EXTRACT
____________________

Description
Church Window Cookies are colorful, no-bake treats featuring a rich blend of melted chocolate, butter, and pastel miniature marshmallows, combined with toasted walnuts and flaked coconut. These vibrant, easy-to-make rolls are chilled until firm and sliced to reveal a delightful mosaic that resembles stained glass windows, perfect for festive occasions or anytime you want a sweet, nostalgic cookie.
Ingredients
Scale
For the Cookie Rolls
- 2 cups semisweet chocolate chips
- 1/2 cup butter, cubed
- 1 package (10 ounces) pastel miniature marshmallows
- 1/2 cup chopped walnuts, toasted
- 2 cups flaked coconut
Instructions
- Melt Chocolate and Butter: In a large saucepan over low heat, melt the semisweet chocolate chips together with the cubed butter. Stir continuously until the mixture is smooth and fully combined, then remove from heat and let it cool slightly to prevent melting the marshmallows in the next step.
- Add Marshmallows and Walnuts: Stir the pastel miniature marshmallows and toasted chopped walnuts into the cooled chocolate mixture until they are evenly distributed throughout.

____________________

MATERIAL PROVIDED

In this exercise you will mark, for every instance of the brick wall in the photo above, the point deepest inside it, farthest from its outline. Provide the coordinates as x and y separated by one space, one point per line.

____________________

AIM
Write the next part of the Church Window Cookies recipe, starting after the step that adds the marshmallows and walnuts.

WRITTEN RESPONSE
- Divide and Shape: Divide the mixture into three equal portions. Place each portion onto a piece of waxed paper, and using the waxed paper to guide you, shape each into a 10-inch-long roll, making sure the surface is smooth and compact.
- Coat with Coconut: Roll each cylindrical portion in the flaked coconut until fully coated, which adds both flavor and texture.
- Wrap and Chill: Wrap each coconut-coated roll tightly in waxed paper to maintain its shape. Refrigerate the rolls for approximately 2 hours or until they are firm and fully set.
- Slice and Serve: Once set, unwrap the rolls and cut them crosswise into 1/2-inch thick slices to reveal the colorful marshmallow “window” effect. Arrange on a serving platter and enjoy.
Notes
- For best results, toast the walnuts lightly in a dry skillet over medium heat until fragrant before chopping.
- Ensure the chocolate mixture is not too hot when adding marshmallows to avoid melting them completely.
- These cookies can be stored in an airtight container in the refrigerator for up to one week.
- For a nut-free version, omit the walnuts and add an equal amount of additional marshmallows or coconut.
- Flaked coconut can be substituted with shredded coconut if flakes are unavailable.
Nutrition
- Serving Size: 1 cookie (approximate)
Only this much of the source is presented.